◆ **Seçilen Metin**:
____________

KUZEY KIBRIS 2018 (2)
ÖNCE TÜRKİYE
Hüseyin MÜMTAZ
Şu Kıbrıs, bu kadar yıldır beni halâ şaşırtmaya devam ediyor.
Rusya’nın Birleşmiş Milletler (BM) Daimî Temsilcisi Vassily Nebenzia, Türkiye’de 24 Haziran seçimlerinin Kıbrıs sorununda sürece ivme kazandırmasını umut ettiklerini söyledikten sonra “Bazı şeyler seçimler nedeniyle gecikmişti” demiş.
Neydi o “gecikenler”?
Türkiye zorda mı, açmazda mı?
1.Hollanda’da koalisyon hükümetini oluşturan dört partiden biri olan Hristiyan Birliği’nin (CU) lideri Gert-Jan Segers, NATO müttefiki Türkiye’ye yönelik olası bir saldırıda durumunda, ülkesinin Ankara’ya destek vermemesini istedi.
2. Fransa’nın öncülüğündeki girişimle Avrupa Birliği’nin 9 üye ülkesi, kriz döneminde hızlı bir şekilde müdahale imkânı sağlayacak askeri kuvvet kurmak için niyet mektubu imzaladı. Bu askeri kuvvet NATO inisiyatifinin dışında olacak.

____________

◆ **Verilen Bilgiler**:

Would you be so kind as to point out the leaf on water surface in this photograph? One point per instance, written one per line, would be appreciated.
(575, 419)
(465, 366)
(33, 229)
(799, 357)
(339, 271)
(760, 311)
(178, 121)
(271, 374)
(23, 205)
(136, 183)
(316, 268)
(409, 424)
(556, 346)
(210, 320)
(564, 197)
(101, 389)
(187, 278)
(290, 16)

____________

◆ **Görev 1**: Listede "leaf on water surface" ifadesini "floating leaf" ile değiştir ve listenin tamamını başka hiçbir yerine dokunmadan yeniden yaz.
◆ **Görev 2**: Kıbrıs yazısını son cümleden sonrasıyla sürdür.
Kıbrıs yazısıyla liste arasında hiçbir bağ yoktur.

◆ **Alıştırma Sonucu 1**:
Would you be so kind as to point out the floating leaf in this photograph? One point per instance, written one per line, would be appreciated.
(575, 419)
(465, 366)
(33, 229)
(799, 357)
(339, 271)
(760, 311)
(178, 121)
(271, 374)
(23, 205)
(136, 183)
(316, 268)
(409, 424)
(556, 346)
(210, 320)
(564, 197)
(101, 389)
(187, 278)
(290, 16)

◆ **Alıştırma Sonucu 2**:
Yâni Türkiye hem saldırı halinde “5’inci madde”ye rağmen NATO tarafından desteklenmeyecek, hem Türkiye’nin içinde olmadığı AB, kendi amaçları için ayrı bir ordu kuracak.
3. Yarım asırdan bu yana Türkçe dersleri için sınıf kullanım ücreti talep etmeyen Almanya, Türkiye’den “kira“ istedi. ‘Konsoloslukların eliyle Türkçe öğretmenlerin casusluk yaptığı’ yönündeki ithamlarla da gündemden düşmeyen Türkçe dersleri konusu Berlin Eyalet Meclisi’nin Sol Parti’li Milletvekili Hakan Taş tarafından savunuldu. “Türkçe dersleri verilecekse bunu en iyi Almanya yapar. Burada yetiştirilen Türk öğretmenlerinin ders vermesi gerekiyor. Konsolosluklar devri geride kaldı. Aynı şey imamlar için de geçerli. İmam isteniyorsa biz yetiştiririz. Bunun için İslam kürsülerimiz var” dedi.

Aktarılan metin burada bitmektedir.